Text section:
---------------
DocketNumber: No. 7710SC123
Citation Numbers: 35 N.C. App. 117, 239 S.E.2d 878, 1978 N.C. App. LEXIS 2877
Judges: Arnold, Hedrick, Morris
Filed Date: 1/17/1978
Status: Precedential
Modified Date: 10/18/2024
We reject plaintiffs’ contention that the trial court erred in granting defendant’s motion for summary judgment.
One of the two types of cases in which summary judgment is said to be appropriate is one “where only a question of law on the indisputable facts is in controversy and it can be appropriately decided without full exposure of trial.” McNair v. Boyette, 282 N.C. 230, 235, 192 S.E. 2d 457, 460 (1972). We believe that the present case is of this type, and that the trial court correctly granted defendant’s motion for summary judgment.
Plaintiffs argue that the action by the trustee, defendant Rouse, was illegal. Their primary complaint is that the trustee failed to require a deposit from the highest bidder, Central National Bank, and that he also failed to require cash payment of the purchase price. Defendant admitted that Central National Bank made no deposit on its bid, and that no cash was received from the sale.
The law as to the requirement of a cash deposit is spelled out in G.S. 45-21.10:
“(a) If a mortgage or deed of trust contains provisions with respect to a cash deposit at the sale, the terms of the instrument shall be complied with.
---------------
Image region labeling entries
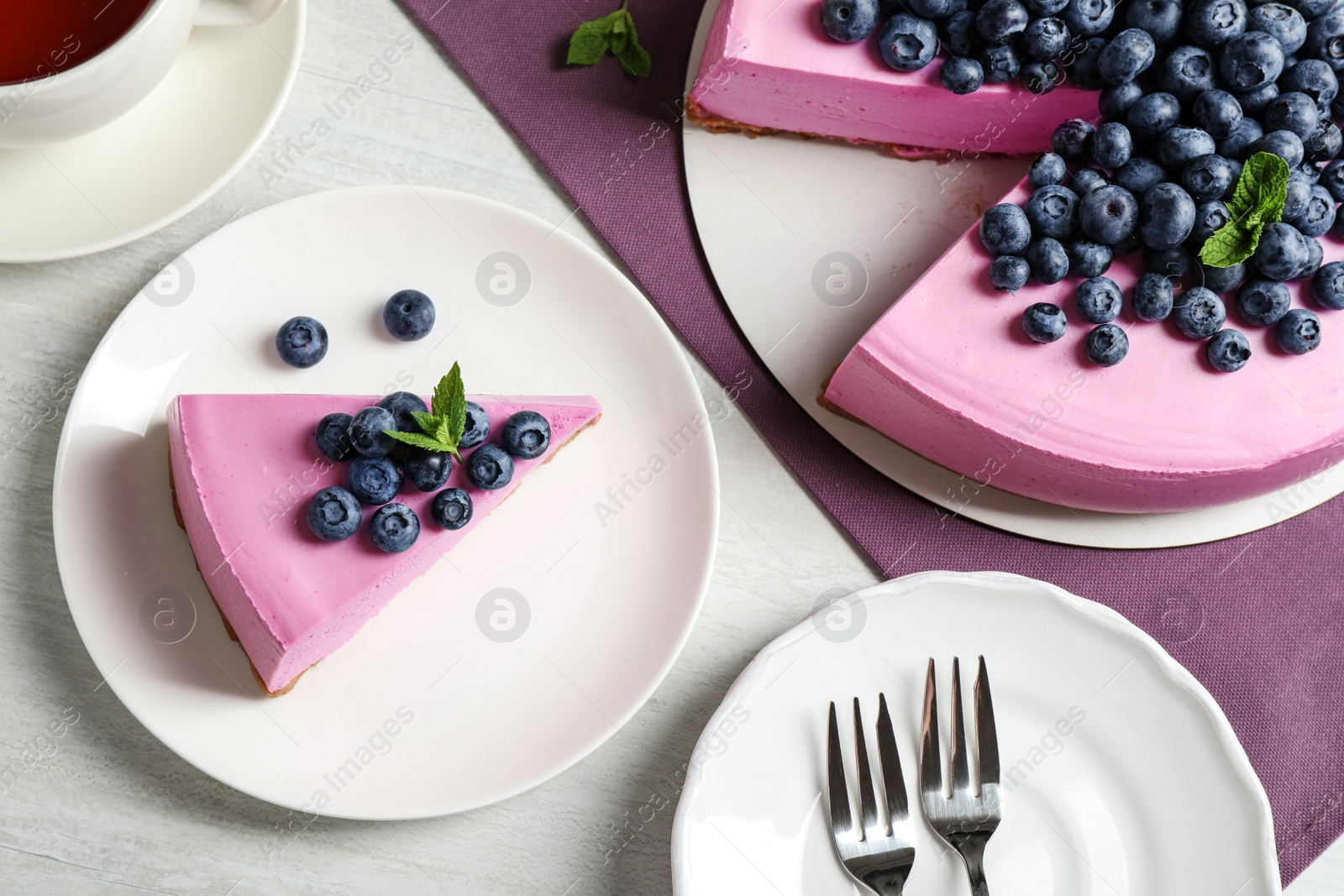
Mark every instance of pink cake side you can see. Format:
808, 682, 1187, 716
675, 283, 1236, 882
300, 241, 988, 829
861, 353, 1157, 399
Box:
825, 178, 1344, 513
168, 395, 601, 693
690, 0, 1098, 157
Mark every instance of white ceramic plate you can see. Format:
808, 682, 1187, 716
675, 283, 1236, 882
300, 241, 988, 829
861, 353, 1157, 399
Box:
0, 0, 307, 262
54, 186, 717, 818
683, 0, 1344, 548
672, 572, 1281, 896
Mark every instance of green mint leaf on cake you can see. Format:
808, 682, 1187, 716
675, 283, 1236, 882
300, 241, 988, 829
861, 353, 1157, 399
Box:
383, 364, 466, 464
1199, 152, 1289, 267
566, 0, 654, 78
---------------
Problems and tasks:
• A. Write out the passage of the court opinion verbatim, starting at "One of the two" and ending at "from the sale.".
• B. Name every judge listed in the court opinion.
• C. According to the court opinion, who was the highest bidder at the sale?

Answers to the problems:
• A.
One of the two types of cases in which summary judgment is said to be appropriate is one “where only a question of law on the indisputable facts is in controversy and it can be appropriately decided without full exposure of trial.” McNair v. Boyette, 282 N.C. 230, 235, 192 S.E. 2d 457, 460 (1972). We believe that the present case is of this type, and that the trial court correctly granted defendant’s motion for summary judgment.
Plaintiffs argue that the action by the trustee, defendant Rouse, was illegal. Their primary complaint is that the trustee failed to require a deposit from the highest bidder, Central National Bank, and that he also failed to require cash payment of the purchase price. Defendant admitted that Central National Bank made no deposit on its bid, and that no cash was received from the sale.

• B. Arnold, Hedrick, Morris

• C. Central National Bank